An undefeated, seemingly invincible champion meets their ultimate foe and stylistic counterpart to decide the sport’s champion in the heart of Las Vegas, bringing the world together in front of their television sets, laptops, and mobile devices for a glimpse at the action.

It sounds like what should have happened and what many expected to go down between boxing’s Floyd Mayweather Jr. and Manny Pacquiao back on May 2. Instead, the one bout that truly lived up to the billing and hype was Holly Holm’s stunning second-round knockout upset of Ronda Rousey at UFC 193 last month. For casual fight fans, the action and stunning conclusion of Rousey-Holm was a far more satisfying viewing experience than the tactical battle, billed as "The Fight of the Century" between two veteran welterweights.

Yet, while the UFC world sits on its hands waiting for Holm vs. Rousey II and as a rematch between Mayweather and Pacquiao seems highly unlikely, the latter sport has much more to fall back on as we turn to 2016.

UFC can certainly build on the laurels of Holm’s upset and the overall success of its fall event. The affair raked in more than one million pay-per-view buys, according to Yahoo Sports, and stands as the second-largest event in UFC’s 20-year history, sitting only behind UFC 100 back in 2009.

That event featured stars Brock Lesnar and Frank Mir vying for the heavyweight crown, and welterweights Georges St-Pierre and Thiago Alves, not to mention future champion Jon Jones in the preliminary card -- all a bevy of top competitors who could draw from their own fan bases.

- - - - - - -

Task prompt
In the piece on boxing and the UFC, which event is the only one in UFC history larger than UFC 193?

Data section
- - - - - - -

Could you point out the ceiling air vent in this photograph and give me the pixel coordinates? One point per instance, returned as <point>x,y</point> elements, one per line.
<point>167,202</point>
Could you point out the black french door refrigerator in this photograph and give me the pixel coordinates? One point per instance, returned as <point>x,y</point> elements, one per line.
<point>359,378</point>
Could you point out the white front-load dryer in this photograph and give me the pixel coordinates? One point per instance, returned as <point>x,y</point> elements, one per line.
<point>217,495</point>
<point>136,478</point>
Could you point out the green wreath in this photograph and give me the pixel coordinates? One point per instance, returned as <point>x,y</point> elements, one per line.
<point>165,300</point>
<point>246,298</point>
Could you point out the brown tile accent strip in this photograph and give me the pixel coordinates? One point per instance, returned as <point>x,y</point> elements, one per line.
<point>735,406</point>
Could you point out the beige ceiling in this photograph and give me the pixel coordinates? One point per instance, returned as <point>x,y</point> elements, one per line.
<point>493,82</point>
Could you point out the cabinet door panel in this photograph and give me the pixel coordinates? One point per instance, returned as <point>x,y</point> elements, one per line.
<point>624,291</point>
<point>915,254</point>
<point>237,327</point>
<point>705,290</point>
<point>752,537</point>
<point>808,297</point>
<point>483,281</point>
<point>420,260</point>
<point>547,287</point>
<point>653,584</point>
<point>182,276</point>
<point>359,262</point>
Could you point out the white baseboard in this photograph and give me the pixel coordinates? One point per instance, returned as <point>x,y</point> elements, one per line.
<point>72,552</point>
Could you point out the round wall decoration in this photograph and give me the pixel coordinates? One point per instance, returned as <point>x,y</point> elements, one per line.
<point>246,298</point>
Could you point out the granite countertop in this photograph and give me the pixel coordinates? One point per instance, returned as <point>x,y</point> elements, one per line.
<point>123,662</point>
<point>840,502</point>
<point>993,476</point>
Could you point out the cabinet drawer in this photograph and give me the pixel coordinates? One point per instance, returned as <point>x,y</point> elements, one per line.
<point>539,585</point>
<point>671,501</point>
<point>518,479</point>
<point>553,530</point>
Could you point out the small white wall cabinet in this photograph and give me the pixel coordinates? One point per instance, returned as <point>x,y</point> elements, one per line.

- - - - - - -

Solution below
UFC 100, held in 2009.